Segment Open

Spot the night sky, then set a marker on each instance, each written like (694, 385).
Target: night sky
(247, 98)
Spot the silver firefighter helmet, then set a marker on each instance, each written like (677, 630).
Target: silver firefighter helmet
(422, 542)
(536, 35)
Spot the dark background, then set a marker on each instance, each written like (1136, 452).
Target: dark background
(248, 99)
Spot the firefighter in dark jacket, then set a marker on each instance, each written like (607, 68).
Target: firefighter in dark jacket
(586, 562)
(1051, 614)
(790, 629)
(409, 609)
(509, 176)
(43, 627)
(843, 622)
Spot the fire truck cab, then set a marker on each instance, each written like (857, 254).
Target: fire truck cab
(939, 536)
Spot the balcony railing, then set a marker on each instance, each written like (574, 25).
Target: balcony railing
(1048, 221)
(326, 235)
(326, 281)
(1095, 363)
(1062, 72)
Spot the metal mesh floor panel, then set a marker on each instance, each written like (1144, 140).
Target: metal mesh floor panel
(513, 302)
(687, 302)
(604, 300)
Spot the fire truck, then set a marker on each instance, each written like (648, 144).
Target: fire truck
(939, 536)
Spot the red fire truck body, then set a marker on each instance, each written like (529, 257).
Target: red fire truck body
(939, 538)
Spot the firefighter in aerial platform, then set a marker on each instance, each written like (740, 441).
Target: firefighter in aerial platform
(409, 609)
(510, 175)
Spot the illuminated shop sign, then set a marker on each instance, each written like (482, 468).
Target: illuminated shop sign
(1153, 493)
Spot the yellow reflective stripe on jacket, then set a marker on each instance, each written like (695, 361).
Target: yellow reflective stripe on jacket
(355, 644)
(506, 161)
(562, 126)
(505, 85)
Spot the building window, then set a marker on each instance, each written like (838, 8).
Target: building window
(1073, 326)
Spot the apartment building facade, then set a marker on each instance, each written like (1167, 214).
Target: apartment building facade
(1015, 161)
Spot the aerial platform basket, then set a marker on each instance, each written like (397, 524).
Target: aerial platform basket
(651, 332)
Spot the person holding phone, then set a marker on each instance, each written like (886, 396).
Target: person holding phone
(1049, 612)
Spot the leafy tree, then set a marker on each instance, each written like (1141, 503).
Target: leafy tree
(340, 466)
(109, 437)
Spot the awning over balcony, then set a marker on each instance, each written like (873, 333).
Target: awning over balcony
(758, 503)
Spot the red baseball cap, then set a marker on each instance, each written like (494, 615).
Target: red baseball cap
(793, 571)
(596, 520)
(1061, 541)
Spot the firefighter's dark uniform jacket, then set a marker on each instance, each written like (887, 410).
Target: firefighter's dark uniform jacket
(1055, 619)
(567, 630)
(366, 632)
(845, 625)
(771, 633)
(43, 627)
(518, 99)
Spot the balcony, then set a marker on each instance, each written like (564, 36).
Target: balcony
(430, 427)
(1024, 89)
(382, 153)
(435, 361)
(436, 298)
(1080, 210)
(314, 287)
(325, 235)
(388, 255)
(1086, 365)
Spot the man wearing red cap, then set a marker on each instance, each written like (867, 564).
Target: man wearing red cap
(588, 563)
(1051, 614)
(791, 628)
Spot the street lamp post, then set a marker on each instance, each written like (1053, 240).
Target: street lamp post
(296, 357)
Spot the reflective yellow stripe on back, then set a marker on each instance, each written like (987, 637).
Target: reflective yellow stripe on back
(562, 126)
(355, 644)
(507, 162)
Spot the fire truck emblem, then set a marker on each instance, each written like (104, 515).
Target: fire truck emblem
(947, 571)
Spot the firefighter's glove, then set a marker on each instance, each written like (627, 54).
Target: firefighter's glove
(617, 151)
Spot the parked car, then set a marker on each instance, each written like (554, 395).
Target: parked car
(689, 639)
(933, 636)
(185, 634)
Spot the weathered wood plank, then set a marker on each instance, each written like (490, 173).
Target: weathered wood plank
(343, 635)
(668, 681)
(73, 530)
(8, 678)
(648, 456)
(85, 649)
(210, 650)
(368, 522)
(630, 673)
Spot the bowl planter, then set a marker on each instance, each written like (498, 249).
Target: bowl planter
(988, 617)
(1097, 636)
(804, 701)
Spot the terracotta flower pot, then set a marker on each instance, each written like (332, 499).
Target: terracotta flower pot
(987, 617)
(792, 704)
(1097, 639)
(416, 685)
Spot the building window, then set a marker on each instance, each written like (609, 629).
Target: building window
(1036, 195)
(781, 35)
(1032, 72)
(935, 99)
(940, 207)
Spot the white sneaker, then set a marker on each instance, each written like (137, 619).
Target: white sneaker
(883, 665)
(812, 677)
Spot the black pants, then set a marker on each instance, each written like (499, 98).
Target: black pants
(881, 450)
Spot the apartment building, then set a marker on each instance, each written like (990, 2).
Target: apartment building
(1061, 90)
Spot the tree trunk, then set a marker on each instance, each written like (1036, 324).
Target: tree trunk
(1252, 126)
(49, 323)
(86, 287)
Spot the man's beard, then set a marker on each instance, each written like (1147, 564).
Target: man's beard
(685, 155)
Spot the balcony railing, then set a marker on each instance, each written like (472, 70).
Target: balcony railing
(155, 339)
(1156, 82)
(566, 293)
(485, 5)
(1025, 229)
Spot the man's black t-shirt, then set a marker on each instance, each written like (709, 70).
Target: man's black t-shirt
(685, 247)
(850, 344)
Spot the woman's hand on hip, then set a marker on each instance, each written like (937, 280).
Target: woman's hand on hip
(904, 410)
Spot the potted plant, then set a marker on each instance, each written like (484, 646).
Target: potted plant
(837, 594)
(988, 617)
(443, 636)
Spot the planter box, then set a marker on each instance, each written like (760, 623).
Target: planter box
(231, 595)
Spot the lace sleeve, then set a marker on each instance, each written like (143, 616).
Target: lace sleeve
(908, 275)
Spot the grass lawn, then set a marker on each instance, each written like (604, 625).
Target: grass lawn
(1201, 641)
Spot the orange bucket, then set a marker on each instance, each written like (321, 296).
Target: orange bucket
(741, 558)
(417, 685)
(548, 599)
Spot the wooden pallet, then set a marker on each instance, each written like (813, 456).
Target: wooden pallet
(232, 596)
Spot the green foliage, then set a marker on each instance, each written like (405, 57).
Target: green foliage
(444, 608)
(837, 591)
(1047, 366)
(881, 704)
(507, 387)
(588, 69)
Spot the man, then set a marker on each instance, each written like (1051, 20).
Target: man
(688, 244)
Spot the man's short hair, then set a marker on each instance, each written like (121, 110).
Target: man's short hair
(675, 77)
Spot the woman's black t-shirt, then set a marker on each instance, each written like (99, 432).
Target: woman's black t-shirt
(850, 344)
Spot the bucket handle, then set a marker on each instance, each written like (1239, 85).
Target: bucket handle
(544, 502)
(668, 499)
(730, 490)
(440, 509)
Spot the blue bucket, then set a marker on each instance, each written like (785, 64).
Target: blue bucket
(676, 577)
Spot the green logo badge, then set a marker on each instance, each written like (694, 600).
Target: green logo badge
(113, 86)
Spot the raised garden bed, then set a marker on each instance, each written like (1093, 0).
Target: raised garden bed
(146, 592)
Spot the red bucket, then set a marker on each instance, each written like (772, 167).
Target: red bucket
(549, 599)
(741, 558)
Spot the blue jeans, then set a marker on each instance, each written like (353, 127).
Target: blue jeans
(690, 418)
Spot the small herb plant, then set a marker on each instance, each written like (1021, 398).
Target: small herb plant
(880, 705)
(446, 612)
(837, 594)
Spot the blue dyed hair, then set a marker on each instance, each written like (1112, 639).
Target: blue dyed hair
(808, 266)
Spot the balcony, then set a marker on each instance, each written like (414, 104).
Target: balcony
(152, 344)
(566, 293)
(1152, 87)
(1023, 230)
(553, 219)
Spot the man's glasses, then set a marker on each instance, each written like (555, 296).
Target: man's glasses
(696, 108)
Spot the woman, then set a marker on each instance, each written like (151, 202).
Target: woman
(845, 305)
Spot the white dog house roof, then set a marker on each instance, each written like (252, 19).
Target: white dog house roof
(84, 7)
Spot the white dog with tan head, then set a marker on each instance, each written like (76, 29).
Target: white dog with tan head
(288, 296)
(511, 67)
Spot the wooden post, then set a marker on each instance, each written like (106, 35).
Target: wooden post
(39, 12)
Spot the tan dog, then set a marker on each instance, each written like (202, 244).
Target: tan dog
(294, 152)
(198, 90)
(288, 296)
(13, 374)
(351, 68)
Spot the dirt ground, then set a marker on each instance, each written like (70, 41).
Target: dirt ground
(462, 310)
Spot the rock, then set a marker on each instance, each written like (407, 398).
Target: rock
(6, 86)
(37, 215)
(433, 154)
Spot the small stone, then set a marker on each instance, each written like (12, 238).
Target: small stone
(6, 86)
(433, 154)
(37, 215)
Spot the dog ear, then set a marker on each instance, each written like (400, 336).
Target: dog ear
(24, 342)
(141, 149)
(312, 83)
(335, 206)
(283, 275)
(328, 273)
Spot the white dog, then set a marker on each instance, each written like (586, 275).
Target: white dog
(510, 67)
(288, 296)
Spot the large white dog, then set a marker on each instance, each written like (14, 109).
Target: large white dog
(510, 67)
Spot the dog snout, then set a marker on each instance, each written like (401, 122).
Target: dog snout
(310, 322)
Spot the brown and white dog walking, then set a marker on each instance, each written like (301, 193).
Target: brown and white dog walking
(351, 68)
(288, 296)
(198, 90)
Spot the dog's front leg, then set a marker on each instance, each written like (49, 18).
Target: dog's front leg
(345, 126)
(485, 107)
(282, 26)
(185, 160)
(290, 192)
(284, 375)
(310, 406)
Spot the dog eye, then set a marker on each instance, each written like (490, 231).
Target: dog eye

Segment Closed

### Task
Only the lines from the one holding "Spot the large" through the end of the listing should be given again, exactly and with both ends included.

### Exercise response
Spot the large white dog, then set a marker on each instance, each written like (14, 109).
Target: large white dog
(510, 67)
Spot the dog snout, then set a marker on each instance, each written like (401, 122).
Target: dog snout
(310, 322)
Spot the brown and white dog walking, then set a marker on each instance, each written like (301, 193).
Target: brown and white dog walking
(351, 68)
(288, 296)
(198, 90)
Spot the dog's front leg, then set a marker on each instance, each written like (49, 18).
Target: dog's front leg
(345, 126)
(485, 107)
(282, 26)
(185, 160)
(290, 192)
(284, 375)
(310, 406)
Spot the dog eye, then set a marker on each instance, each written like (490, 231).
Target: dog eye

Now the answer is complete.